* Request:
Rescale the part that opens with the line containing "Object class for this HIT: wooden tabletop." and closes with the line containing "[1033,826,1187,862]", both lines included. Write out every line of that part, keep all other wording unchanged, and multiply each bounding-box coordinate in the answers by 1.1, rounding to whole numbers with halves rounded up.

* Entries supplied:

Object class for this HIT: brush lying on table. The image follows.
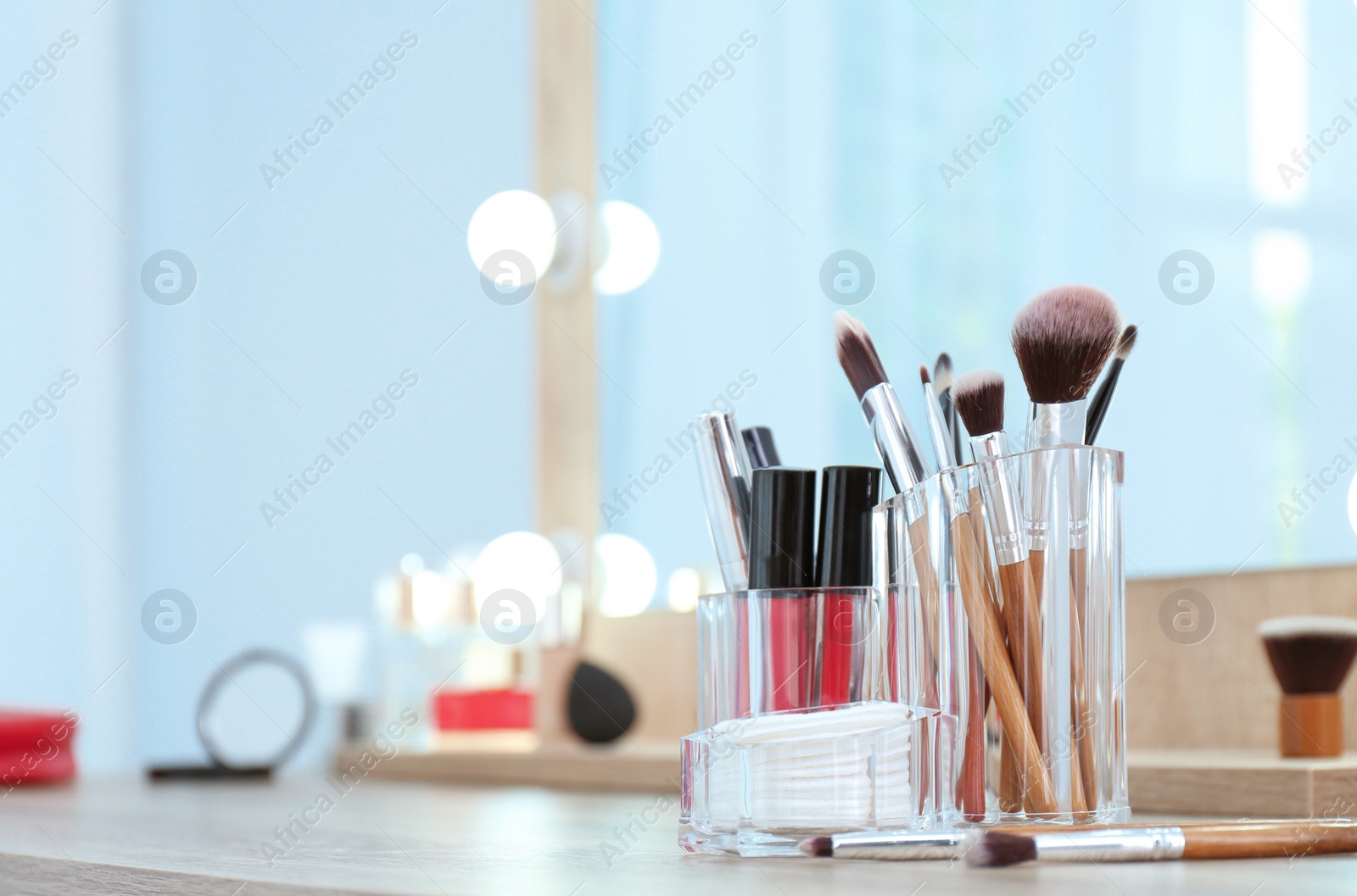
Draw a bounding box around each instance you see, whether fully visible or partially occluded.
[796,819,1357,867]
[959,819,1357,867]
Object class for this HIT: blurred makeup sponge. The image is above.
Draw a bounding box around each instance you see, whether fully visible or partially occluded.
[566,663,636,744]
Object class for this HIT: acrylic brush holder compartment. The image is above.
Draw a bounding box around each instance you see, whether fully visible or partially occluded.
[678,587,936,855]
[874,446,1129,824]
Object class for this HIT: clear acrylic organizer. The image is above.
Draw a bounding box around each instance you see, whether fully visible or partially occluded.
[873,446,1129,824]
[678,587,939,855]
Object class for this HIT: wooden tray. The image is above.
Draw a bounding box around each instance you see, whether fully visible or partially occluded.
[334,739,678,793]
[1128,749,1357,819]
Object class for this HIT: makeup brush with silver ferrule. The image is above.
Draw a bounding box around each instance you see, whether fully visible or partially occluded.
[835,310,934,492]
[1084,324,1140,445]
[1013,286,1121,448]
[1258,615,1357,756]
[952,370,1049,812]
[966,819,1357,867]
[1013,286,1121,593]
[934,351,961,462]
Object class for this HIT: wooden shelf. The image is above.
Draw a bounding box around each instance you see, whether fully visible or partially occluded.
[1129,749,1357,819]
[334,739,678,793]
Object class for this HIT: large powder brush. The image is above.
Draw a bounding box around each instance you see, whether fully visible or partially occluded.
[1258,615,1357,756]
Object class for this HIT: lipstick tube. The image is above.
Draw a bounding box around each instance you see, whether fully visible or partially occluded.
[862,382,934,504]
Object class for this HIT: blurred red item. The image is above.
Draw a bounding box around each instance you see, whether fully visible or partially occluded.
[433,688,532,731]
[0,709,79,796]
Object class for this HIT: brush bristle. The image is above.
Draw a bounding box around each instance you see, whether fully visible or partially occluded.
[934,351,957,394]
[952,370,1004,435]
[835,312,886,401]
[796,837,835,858]
[1013,286,1121,404]
[1258,615,1357,694]
[1117,324,1140,360]
[966,831,1036,867]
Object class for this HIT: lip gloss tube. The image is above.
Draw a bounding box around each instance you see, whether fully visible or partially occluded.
[749,466,817,710]
[812,466,880,706]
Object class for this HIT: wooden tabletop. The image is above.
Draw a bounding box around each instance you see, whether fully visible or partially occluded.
[0,776,1357,896]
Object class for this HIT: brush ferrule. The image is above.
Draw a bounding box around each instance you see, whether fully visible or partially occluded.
[1027,398,1088,448]
[1026,398,1088,550]
[690,414,751,591]
[970,431,1027,566]
[923,382,957,470]
[830,831,962,860]
[862,382,932,492]
[1033,826,1187,862]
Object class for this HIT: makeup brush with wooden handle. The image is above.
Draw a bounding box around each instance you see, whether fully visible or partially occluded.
[919,355,993,821]
[961,819,1357,867]
[796,819,1324,862]
[1258,615,1357,756]
[1013,286,1121,593]
[1013,286,1121,812]
[952,370,1047,812]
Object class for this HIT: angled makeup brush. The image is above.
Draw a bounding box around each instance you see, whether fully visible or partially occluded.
[835,310,934,492]
[1084,324,1138,445]
[1258,615,1357,756]
[919,365,958,470]
[952,370,1049,812]
[934,351,961,462]
[965,819,1357,867]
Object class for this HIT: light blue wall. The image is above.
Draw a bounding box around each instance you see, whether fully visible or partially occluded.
[599,0,1357,593]
[129,3,533,758]
[0,0,533,769]
[8,0,1357,770]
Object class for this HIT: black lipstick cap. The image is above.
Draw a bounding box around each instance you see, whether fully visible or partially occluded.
[740,426,782,469]
[749,466,816,588]
[816,466,880,588]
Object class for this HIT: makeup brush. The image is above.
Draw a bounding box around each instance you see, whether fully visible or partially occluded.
[962,819,1357,867]
[1084,324,1138,445]
[796,819,1313,862]
[740,426,782,470]
[835,310,932,492]
[1013,286,1121,812]
[934,351,961,458]
[1013,286,1121,580]
[1258,615,1357,756]
[919,365,959,470]
[952,370,1047,812]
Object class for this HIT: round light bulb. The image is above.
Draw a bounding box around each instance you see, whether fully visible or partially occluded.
[595,534,660,615]
[1253,231,1311,312]
[471,531,561,620]
[410,570,452,629]
[595,202,660,296]
[669,566,701,613]
[466,190,556,283]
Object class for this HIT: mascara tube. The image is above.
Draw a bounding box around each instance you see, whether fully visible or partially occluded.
[690,414,751,591]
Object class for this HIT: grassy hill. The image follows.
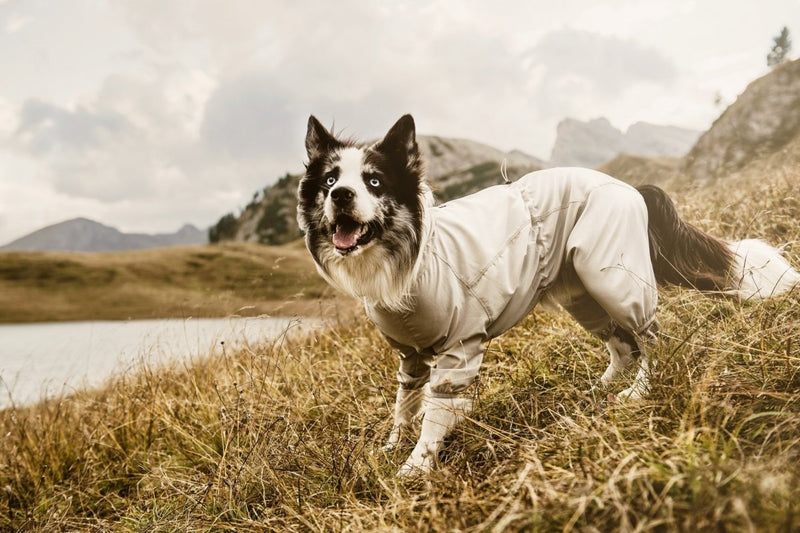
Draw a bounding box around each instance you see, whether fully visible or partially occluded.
[0,64,800,532]
[0,160,800,531]
[0,243,333,322]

* Response to the task:
Object class for this HIT: wooden tabletop. The image is above.
Draw a bounding box around each instance you see, whether fully visible or partially occluded.
[0,854,1493,986]
Object class for this HIT: brush ferrule. The image is above.
Draw a bounding box around each instance you see, whether fully visible or partially occluded.
[1130,438,1197,493]
[1129,438,1197,605]
[759,455,826,650]
[1067,474,1130,623]
[1015,420,1053,517]
[913,914,1058,946]
[948,420,1025,541]
[1136,909,1306,948]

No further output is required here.